* _Work instructions_
Nothing but the lines from the one containing "Find each grass" through the last line of the material should appear in the answer, transcribed exactly, pictures excluded.

* _Provided records_
■ ■ ■ ■ ■

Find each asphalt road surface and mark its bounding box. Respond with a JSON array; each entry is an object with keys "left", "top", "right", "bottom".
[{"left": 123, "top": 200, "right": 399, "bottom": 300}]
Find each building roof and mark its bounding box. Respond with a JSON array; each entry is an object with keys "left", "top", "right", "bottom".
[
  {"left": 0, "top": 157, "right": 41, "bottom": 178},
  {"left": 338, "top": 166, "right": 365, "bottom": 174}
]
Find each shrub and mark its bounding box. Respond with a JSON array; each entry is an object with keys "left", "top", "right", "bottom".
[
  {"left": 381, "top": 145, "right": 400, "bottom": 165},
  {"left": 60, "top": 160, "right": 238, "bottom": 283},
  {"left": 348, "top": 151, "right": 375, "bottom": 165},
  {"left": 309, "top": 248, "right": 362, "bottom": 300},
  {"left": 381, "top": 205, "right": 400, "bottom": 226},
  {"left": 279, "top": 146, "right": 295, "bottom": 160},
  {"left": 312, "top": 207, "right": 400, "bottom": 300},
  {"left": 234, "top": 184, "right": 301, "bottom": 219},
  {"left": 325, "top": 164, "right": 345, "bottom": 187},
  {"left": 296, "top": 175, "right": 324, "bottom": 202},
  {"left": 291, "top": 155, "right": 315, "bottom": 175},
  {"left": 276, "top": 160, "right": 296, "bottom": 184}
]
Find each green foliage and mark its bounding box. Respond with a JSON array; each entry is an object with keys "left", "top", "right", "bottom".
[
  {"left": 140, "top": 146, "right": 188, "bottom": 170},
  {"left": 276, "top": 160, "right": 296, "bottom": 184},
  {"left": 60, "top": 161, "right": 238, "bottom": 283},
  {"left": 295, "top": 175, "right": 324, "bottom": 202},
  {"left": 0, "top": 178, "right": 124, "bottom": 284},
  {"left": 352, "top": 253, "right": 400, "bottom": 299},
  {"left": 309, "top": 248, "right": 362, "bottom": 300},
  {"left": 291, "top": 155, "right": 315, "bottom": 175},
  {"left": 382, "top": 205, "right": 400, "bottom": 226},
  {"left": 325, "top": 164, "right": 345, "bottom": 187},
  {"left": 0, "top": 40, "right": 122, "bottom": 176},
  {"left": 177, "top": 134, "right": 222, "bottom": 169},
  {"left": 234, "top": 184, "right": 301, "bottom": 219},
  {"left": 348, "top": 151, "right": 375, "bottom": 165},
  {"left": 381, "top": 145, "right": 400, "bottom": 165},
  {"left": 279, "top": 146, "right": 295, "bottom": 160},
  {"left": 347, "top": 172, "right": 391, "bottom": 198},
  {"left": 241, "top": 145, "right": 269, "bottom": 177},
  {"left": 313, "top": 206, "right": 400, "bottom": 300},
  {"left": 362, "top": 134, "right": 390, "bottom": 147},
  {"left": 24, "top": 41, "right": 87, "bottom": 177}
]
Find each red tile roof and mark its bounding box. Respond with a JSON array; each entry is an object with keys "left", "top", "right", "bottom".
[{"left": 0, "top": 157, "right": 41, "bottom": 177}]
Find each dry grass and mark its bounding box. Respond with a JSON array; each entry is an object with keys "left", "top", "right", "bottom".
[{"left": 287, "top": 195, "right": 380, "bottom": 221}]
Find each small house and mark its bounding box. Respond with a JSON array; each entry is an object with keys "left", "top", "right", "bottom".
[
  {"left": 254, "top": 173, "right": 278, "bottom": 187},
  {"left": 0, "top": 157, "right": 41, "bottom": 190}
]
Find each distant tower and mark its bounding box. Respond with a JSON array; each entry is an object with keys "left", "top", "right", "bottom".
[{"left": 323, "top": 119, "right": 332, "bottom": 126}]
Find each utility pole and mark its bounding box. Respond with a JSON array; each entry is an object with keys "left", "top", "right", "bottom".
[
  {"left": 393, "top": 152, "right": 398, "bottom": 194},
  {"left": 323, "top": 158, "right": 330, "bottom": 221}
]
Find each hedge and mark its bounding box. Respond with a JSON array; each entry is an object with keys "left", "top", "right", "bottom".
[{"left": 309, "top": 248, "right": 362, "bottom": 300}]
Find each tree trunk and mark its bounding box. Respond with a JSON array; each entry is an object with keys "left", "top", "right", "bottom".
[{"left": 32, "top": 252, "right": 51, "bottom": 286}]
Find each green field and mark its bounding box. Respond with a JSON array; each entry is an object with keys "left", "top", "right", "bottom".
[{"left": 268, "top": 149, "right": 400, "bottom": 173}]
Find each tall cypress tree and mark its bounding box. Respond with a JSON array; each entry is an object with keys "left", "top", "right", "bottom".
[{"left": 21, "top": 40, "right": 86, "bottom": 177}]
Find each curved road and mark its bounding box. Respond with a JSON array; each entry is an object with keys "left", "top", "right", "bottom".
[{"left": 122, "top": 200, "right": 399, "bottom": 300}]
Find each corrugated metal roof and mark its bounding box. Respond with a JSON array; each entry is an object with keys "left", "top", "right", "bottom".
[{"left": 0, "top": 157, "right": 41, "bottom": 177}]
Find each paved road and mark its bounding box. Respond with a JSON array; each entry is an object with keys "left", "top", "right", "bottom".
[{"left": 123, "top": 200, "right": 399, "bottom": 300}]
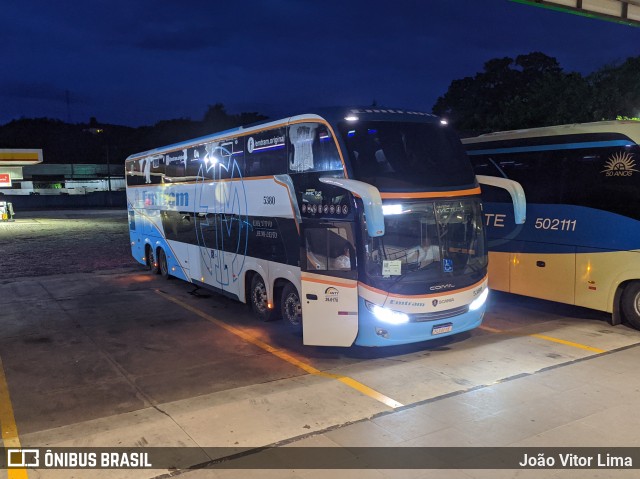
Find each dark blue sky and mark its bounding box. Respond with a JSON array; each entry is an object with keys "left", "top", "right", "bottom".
[{"left": 2, "top": 0, "right": 638, "bottom": 127}]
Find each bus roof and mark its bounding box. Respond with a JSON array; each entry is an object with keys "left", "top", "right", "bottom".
[
  {"left": 462, "top": 120, "right": 640, "bottom": 145},
  {"left": 126, "top": 107, "right": 442, "bottom": 162}
]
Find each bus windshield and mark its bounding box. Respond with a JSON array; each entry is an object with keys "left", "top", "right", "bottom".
[
  {"left": 365, "top": 199, "right": 486, "bottom": 294},
  {"left": 338, "top": 120, "right": 476, "bottom": 189}
]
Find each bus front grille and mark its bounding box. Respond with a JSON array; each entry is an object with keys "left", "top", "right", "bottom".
[{"left": 411, "top": 305, "right": 470, "bottom": 322}]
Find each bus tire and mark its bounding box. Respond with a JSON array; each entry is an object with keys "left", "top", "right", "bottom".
[
  {"left": 250, "top": 274, "right": 276, "bottom": 321},
  {"left": 157, "top": 248, "right": 170, "bottom": 279},
  {"left": 146, "top": 245, "right": 159, "bottom": 274},
  {"left": 621, "top": 282, "right": 640, "bottom": 330},
  {"left": 281, "top": 283, "right": 302, "bottom": 330}
]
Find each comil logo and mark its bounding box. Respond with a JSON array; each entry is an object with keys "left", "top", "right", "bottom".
[{"left": 601, "top": 152, "right": 638, "bottom": 177}]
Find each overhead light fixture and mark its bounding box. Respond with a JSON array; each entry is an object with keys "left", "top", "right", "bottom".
[{"left": 344, "top": 115, "right": 359, "bottom": 122}]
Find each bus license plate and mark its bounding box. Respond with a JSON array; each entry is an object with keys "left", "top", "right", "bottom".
[{"left": 432, "top": 323, "right": 453, "bottom": 335}]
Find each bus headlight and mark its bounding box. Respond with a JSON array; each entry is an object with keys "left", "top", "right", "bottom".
[
  {"left": 382, "top": 204, "right": 403, "bottom": 215},
  {"left": 365, "top": 300, "right": 409, "bottom": 324},
  {"left": 469, "top": 288, "right": 489, "bottom": 311}
]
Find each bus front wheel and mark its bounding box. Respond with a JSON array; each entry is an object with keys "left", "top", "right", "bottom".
[
  {"left": 621, "top": 282, "right": 640, "bottom": 330},
  {"left": 250, "top": 274, "right": 276, "bottom": 321},
  {"left": 281, "top": 283, "right": 302, "bottom": 330}
]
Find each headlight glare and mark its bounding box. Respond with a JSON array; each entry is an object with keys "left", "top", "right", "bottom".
[
  {"left": 365, "top": 300, "right": 410, "bottom": 324},
  {"left": 469, "top": 288, "right": 489, "bottom": 311}
]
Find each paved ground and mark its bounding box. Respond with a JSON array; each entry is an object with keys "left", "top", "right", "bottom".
[
  {"left": 1, "top": 210, "right": 640, "bottom": 479},
  {"left": 0, "top": 209, "right": 131, "bottom": 279}
]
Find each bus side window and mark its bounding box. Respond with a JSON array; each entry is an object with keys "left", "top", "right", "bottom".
[
  {"left": 305, "top": 227, "right": 355, "bottom": 271},
  {"left": 195, "top": 139, "right": 244, "bottom": 180},
  {"left": 305, "top": 228, "right": 328, "bottom": 270},
  {"left": 146, "top": 155, "right": 165, "bottom": 184},
  {"left": 217, "top": 139, "right": 243, "bottom": 180},
  {"left": 126, "top": 160, "right": 145, "bottom": 186},
  {"left": 244, "top": 128, "right": 287, "bottom": 177},
  {"left": 314, "top": 124, "right": 343, "bottom": 173},
  {"left": 186, "top": 145, "right": 207, "bottom": 178},
  {"left": 165, "top": 149, "right": 187, "bottom": 181},
  {"left": 289, "top": 123, "right": 343, "bottom": 174}
]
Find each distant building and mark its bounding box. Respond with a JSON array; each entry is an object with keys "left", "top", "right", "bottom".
[
  {"left": 0, "top": 149, "right": 43, "bottom": 190},
  {"left": 19, "top": 164, "right": 125, "bottom": 195},
  {"left": 0, "top": 149, "right": 124, "bottom": 195}
]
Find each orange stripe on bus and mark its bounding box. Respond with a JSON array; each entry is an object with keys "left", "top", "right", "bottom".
[
  {"left": 301, "top": 274, "right": 357, "bottom": 288},
  {"left": 380, "top": 187, "right": 481, "bottom": 199}
]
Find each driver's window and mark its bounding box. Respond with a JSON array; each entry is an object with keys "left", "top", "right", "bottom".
[{"left": 305, "top": 226, "right": 355, "bottom": 272}]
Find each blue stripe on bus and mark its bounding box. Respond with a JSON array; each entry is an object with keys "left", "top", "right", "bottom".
[
  {"left": 466, "top": 140, "right": 635, "bottom": 156},
  {"left": 483, "top": 202, "right": 640, "bottom": 253}
]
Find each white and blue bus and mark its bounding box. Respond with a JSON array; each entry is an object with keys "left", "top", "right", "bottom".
[
  {"left": 125, "top": 108, "right": 525, "bottom": 346},
  {"left": 463, "top": 120, "right": 640, "bottom": 330}
]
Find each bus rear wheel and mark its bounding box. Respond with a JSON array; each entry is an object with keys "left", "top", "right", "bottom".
[
  {"left": 250, "top": 274, "right": 276, "bottom": 321},
  {"left": 157, "top": 248, "right": 170, "bottom": 279},
  {"left": 281, "top": 283, "right": 302, "bottom": 330},
  {"left": 621, "top": 282, "right": 640, "bottom": 330},
  {"left": 146, "top": 245, "right": 159, "bottom": 274}
]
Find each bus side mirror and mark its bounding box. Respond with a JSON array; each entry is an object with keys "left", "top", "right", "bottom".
[
  {"left": 319, "top": 177, "right": 385, "bottom": 237},
  {"left": 476, "top": 175, "right": 527, "bottom": 225}
]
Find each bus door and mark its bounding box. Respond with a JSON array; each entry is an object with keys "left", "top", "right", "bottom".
[{"left": 301, "top": 221, "right": 359, "bottom": 346}]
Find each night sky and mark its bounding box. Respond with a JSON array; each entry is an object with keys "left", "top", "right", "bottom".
[{"left": 2, "top": 0, "right": 639, "bottom": 127}]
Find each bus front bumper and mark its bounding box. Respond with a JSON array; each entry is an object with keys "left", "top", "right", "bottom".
[{"left": 354, "top": 297, "right": 485, "bottom": 347}]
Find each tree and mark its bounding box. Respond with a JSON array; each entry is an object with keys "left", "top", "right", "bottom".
[
  {"left": 588, "top": 56, "right": 640, "bottom": 121},
  {"left": 433, "top": 52, "right": 592, "bottom": 134},
  {"left": 202, "top": 103, "right": 234, "bottom": 131},
  {"left": 0, "top": 103, "right": 270, "bottom": 164}
]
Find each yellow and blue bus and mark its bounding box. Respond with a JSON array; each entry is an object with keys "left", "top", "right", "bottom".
[
  {"left": 125, "top": 107, "right": 525, "bottom": 346},
  {"left": 463, "top": 120, "right": 640, "bottom": 329}
]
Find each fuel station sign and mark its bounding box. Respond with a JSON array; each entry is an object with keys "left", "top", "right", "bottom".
[{"left": 0, "top": 173, "right": 11, "bottom": 187}]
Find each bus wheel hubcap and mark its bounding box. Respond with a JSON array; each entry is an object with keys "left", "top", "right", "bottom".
[{"left": 284, "top": 294, "right": 301, "bottom": 325}]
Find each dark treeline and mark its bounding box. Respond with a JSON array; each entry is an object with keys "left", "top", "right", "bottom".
[
  {"left": 3, "top": 52, "right": 639, "bottom": 162},
  {"left": 433, "top": 52, "right": 640, "bottom": 135},
  {"left": 0, "top": 103, "right": 267, "bottom": 165}
]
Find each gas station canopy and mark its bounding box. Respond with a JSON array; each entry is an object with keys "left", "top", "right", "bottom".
[
  {"left": 0, "top": 149, "right": 43, "bottom": 188},
  {"left": 0, "top": 149, "right": 43, "bottom": 166},
  {"left": 513, "top": 0, "right": 640, "bottom": 26}
]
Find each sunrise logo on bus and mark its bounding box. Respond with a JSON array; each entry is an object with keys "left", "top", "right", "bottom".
[{"left": 601, "top": 152, "right": 638, "bottom": 177}]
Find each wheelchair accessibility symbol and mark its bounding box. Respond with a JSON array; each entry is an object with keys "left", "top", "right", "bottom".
[{"left": 443, "top": 258, "right": 453, "bottom": 273}]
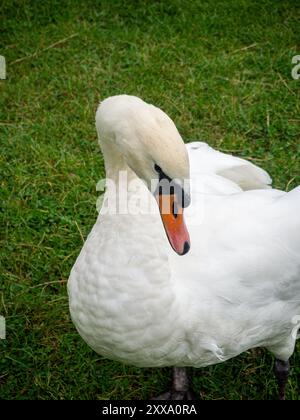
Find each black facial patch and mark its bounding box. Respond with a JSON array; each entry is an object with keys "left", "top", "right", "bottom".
[{"left": 154, "top": 164, "right": 190, "bottom": 208}]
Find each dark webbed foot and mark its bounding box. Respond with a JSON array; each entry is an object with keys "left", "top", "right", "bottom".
[
  {"left": 274, "top": 359, "right": 290, "bottom": 400},
  {"left": 152, "top": 367, "right": 196, "bottom": 400}
]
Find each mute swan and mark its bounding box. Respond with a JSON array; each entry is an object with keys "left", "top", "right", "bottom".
[{"left": 68, "top": 95, "right": 300, "bottom": 400}]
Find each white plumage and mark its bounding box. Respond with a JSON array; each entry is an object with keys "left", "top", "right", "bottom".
[{"left": 68, "top": 95, "right": 300, "bottom": 371}]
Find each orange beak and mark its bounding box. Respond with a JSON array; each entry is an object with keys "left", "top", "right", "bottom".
[{"left": 155, "top": 193, "right": 191, "bottom": 255}]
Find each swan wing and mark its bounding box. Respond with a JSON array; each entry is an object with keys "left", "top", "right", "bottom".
[{"left": 186, "top": 141, "right": 272, "bottom": 191}]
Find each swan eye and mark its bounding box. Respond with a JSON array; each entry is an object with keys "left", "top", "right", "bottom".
[
  {"left": 154, "top": 164, "right": 171, "bottom": 182},
  {"left": 154, "top": 163, "right": 190, "bottom": 208},
  {"left": 154, "top": 164, "right": 162, "bottom": 174}
]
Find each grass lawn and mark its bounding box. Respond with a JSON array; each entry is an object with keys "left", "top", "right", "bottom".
[{"left": 1, "top": 0, "right": 299, "bottom": 400}]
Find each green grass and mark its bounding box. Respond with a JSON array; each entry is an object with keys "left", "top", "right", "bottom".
[{"left": 1, "top": 0, "right": 300, "bottom": 400}]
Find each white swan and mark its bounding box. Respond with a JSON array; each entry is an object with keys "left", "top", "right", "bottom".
[{"left": 68, "top": 95, "right": 300, "bottom": 399}]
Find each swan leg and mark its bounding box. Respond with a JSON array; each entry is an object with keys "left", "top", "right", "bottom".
[
  {"left": 152, "top": 367, "right": 195, "bottom": 400},
  {"left": 274, "top": 359, "right": 290, "bottom": 400}
]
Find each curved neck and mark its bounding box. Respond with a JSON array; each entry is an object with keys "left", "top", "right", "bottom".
[
  {"left": 100, "top": 141, "right": 129, "bottom": 182},
  {"left": 99, "top": 141, "right": 148, "bottom": 216}
]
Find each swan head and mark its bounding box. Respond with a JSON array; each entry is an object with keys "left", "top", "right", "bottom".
[{"left": 96, "top": 95, "right": 191, "bottom": 256}]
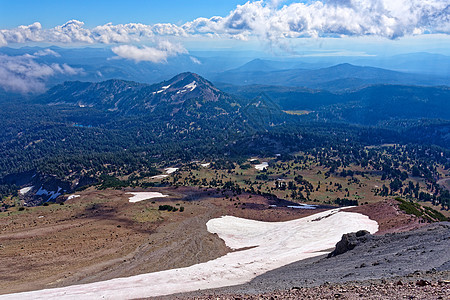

■ ■ ■ ■ ■

* _Answer area_
Find each grass lawn and mark its bounding box. Respond with a JSON array; each entry is an object with keys "left", "top", "right", "bottom".
[{"left": 1, "top": 0, "right": 299, "bottom": 400}]
Find each green grass and mark its bounding box. Respond with a JSON array; each entry is an object with keys "left", "top", "right", "bottom".
[{"left": 1, "top": 0, "right": 300, "bottom": 400}]
Find each white swan and mark its bounding box. Respond with a JSON array; each entry is an object with keys "left", "top", "right", "bottom".
[{"left": 68, "top": 95, "right": 300, "bottom": 399}]
Find each swan leg and mark its bounding box. Respond with a JSON array; each entry is an object with keys "left", "top", "right", "bottom".
[
  {"left": 152, "top": 367, "right": 195, "bottom": 400},
  {"left": 274, "top": 359, "right": 290, "bottom": 400}
]
Find each curved neck and mark its bounding box. Respond with a JSON array; each entry is an object with keys "left", "top", "right", "bottom".
[
  {"left": 100, "top": 141, "right": 129, "bottom": 182},
  {"left": 99, "top": 141, "right": 148, "bottom": 216}
]
Find each swan head and mark its bounding box. Respond with a JSON array; each entry is an object with keys "left", "top", "right", "bottom".
[{"left": 96, "top": 95, "right": 191, "bottom": 256}]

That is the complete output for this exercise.